:: GIVEN DATA ::
▶

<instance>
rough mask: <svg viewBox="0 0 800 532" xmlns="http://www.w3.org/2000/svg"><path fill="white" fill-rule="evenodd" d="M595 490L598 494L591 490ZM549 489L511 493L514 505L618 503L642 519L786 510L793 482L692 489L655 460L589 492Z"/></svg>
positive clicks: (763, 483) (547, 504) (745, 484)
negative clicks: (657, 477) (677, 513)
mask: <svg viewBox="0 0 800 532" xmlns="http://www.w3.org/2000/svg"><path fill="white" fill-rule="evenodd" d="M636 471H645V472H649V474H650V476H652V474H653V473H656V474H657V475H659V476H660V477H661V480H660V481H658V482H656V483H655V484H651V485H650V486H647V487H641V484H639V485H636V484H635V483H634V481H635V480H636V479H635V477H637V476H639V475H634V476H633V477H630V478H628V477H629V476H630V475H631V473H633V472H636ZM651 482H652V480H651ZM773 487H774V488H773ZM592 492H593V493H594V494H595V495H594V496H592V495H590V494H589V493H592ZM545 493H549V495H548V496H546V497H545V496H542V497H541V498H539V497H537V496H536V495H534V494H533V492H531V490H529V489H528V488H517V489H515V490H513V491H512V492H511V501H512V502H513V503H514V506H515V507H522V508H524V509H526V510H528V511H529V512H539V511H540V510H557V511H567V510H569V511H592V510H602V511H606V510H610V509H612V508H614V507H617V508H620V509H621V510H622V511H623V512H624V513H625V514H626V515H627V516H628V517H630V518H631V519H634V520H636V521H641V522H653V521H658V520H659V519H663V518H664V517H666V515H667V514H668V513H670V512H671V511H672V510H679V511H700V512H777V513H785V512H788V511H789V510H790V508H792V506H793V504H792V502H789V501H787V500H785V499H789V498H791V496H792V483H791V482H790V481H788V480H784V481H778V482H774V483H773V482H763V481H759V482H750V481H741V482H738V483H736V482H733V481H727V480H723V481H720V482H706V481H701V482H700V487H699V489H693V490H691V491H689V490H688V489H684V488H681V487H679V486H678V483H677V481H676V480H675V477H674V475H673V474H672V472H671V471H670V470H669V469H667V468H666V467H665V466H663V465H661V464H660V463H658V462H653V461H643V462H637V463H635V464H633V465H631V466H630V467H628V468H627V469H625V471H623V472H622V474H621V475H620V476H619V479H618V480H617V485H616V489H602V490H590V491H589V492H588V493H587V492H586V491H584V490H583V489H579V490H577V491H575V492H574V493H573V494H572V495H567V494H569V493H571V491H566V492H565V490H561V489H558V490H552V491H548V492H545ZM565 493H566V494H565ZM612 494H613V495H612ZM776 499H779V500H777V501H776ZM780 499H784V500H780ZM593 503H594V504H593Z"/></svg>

◀

:: PROBLEM STATEMENT ::
Could you restate, word for word, the lines above from the one with "rough mask: <svg" to the one with "positive clicks: (763, 483)", both included?

:: WRITTEN SOLUTION ::
rough mask: <svg viewBox="0 0 800 532" xmlns="http://www.w3.org/2000/svg"><path fill="white" fill-rule="evenodd" d="M595 490L598 494L591 490ZM549 489L511 493L514 505L618 503L642 519L786 510L793 482L692 489L655 460L589 492Z"/></svg>
positive clicks: (763, 483) (547, 504) (745, 484)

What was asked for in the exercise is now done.